─── GIVEN RECORDS ───

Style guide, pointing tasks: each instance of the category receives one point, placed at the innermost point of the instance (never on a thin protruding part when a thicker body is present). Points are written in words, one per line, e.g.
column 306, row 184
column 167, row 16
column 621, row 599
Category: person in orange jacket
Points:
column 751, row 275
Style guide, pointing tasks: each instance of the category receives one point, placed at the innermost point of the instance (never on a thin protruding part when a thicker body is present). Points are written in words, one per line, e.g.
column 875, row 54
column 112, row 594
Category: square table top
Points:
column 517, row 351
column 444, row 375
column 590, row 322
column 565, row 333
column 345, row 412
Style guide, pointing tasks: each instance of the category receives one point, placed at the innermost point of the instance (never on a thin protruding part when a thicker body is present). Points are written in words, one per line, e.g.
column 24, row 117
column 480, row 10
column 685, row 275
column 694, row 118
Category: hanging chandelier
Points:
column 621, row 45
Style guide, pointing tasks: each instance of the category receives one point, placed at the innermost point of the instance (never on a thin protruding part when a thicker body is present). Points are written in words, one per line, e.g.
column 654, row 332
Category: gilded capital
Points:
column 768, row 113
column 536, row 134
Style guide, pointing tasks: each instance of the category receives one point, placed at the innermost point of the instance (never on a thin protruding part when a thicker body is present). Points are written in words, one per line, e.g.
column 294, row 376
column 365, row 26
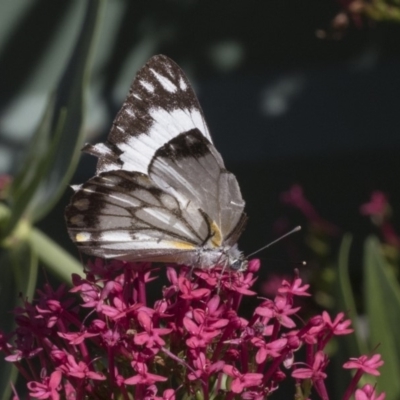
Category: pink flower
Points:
column 242, row 381
column 315, row 372
column 271, row 349
column 339, row 326
column 367, row 392
column 204, row 368
column 80, row 369
column 369, row 366
column 143, row 377
column 151, row 336
column 294, row 288
column 47, row 389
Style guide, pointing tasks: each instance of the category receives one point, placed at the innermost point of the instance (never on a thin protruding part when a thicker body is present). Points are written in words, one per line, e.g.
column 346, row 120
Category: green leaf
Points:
column 60, row 262
column 382, row 301
column 54, row 154
column 17, row 278
column 354, row 344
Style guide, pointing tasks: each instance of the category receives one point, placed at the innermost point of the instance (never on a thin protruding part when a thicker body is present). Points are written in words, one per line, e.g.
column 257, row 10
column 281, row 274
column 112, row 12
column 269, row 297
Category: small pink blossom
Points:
column 315, row 372
column 242, row 381
column 365, row 364
column 49, row 388
column 367, row 392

───

TASK PROMPT: Copy every item above word for word, leaving the pictures out.

THE ANSWER:
Style guide, pointing tasks: each instance of the category receives one point, placed at the innermost point of the instance (never on a thin protruding part when a thicker body is present). Points are written in words, one per line, e.g.
column 306, row 184
column 167, row 16
column 621, row 599
Category: person in orange jacket
Points:
column 751, row 275
Style guide, pointing tasks: each instance of the category receives one point, placed at the innermost point of the instance (never on a thin protruding part when a thicker body is present). Points are written in words, one per line, e.g.
column 875, row 54
column 112, row 594
Category: square table top
Points:
column 517, row 351
column 444, row 375
column 590, row 322
column 565, row 333
column 345, row 412
Style guide, pointing tasks: each instance of the category receives one point, placed at the innermost point of the instance (never on a thin protruding part when a thicker body is present). Points are written in words, one per line, e.g.
column 24, row 117
column 480, row 10
column 685, row 275
column 694, row 118
Category: hanging chandelier
Points:
column 621, row 45
Style guide, pointing tasks: each instance of the category receives one point, placed at the innermost point of the instance (never on a thin protruding part when a thicker body is present). Points are written in words, one per line, e.g.
column 654, row 332
Category: gilded capital
Points:
column 768, row 113
column 536, row 134
Style guide, pointing tasks: each instance of the category receives one point, placed at the innermost point of the instance (never on a thin protruding part when a thicker body is present). Points are written in words, one per line, e.g.
column 294, row 376
column 365, row 26
Category: pink flower
Points:
column 242, row 381
column 315, row 372
column 271, row 349
column 339, row 326
column 367, row 392
column 204, row 368
column 80, row 369
column 369, row 366
column 143, row 377
column 151, row 336
column 294, row 288
column 47, row 389
Style guide, pointing tasks: each instance of the category receives one point, placed at the innermost point of the instance (never on a thin protruding part when a thicker body is present). Points are written in words, one per line, e.g.
column 346, row 120
Category: green leaf
Points:
column 60, row 262
column 382, row 301
column 54, row 154
column 17, row 278
column 354, row 344
Style guide, pointing tasks: each instance of the category receives one point, placed at the innermost point of the instance (never on a thin protruding part when a thicker body is present). Points are written in words, one per line, e.g.
column 257, row 10
column 281, row 274
column 112, row 12
column 269, row 297
Category: small pink blossom
Points:
column 315, row 372
column 242, row 381
column 365, row 364
column 49, row 388
column 367, row 392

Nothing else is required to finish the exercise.